YOUR GOAL: Copy all of the items below, swapping "integer pixel coordinates" for "whole-number pixel coordinates" wherever it occurs and keeping every other word unchanged.

GIVEN ENTRIES:
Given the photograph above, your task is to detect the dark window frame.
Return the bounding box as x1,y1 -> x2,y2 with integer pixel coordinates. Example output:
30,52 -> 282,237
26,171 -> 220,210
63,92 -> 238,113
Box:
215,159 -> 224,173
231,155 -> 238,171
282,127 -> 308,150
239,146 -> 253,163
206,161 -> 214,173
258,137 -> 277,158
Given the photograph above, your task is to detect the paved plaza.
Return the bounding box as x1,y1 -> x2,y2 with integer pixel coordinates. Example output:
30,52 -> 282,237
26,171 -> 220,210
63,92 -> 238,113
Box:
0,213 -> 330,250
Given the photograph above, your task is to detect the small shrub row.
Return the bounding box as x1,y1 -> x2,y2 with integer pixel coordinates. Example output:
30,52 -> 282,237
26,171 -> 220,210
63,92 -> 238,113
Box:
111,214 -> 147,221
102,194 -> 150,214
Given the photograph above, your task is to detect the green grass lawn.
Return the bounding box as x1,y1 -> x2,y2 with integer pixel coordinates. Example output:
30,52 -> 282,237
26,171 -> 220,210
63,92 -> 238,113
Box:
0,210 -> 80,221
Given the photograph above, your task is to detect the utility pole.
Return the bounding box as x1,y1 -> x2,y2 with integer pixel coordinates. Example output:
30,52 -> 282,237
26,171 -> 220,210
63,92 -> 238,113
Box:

SOLUTION FOR THIS TASK:
Given the photograph above, your task is to detect the dark window frame.
Return the bounding box as x1,y1 -> x2,y2 with whole-number pixel coordinates. Example output:
30,52 -> 282,237
26,171 -> 220,210
63,92 -> 238,113
Box:
215,159 -> 224,173
231,155 -> 238,171
282,127 -> 308,150
239,146 -> 253,163
206,161 -> 214,173
258,137 -> 277,158
Given the photograph above, your task is to detect the paved plaza.
Return the bounding box as x1,y1 -> x2,y2 with whole-number pixel coordinates. Example output:
30,52 -> 282,237
26,171 -> 220,210
63,92 -> 238,113
Box:
0,213 -> 330,250
Given the photograph above, your task is to detect the small shrub row.
Return the bounding box as x1,y1 -> x2,y2 with whole-number pixel coordinates. Example output:
30,52 -> 282,237
26,171 -> 220,210
63,92 -> 238,113
Box:
111,214 -> 147,221
102,194 -> 150,214
Given the photograph above, your task is to detect the green grass lawn.
Return the bounding box as x1,y1 -> x2,y2 with whole-number pixel coordinates. Example output:
30,52 -> 282,237
26,171 -> 220,210
63,92 -> 238,113
Box:
0,210 -> 80,221
Given the photograph above, your task is to detect the utility pole.
Return the bounding box as x1,y1 -> x2,y2 with whole-number pixel coordinates. Example output:
30,52 -> 282,237
26,171 -> 220,210
63,92 -> 238,113
Box:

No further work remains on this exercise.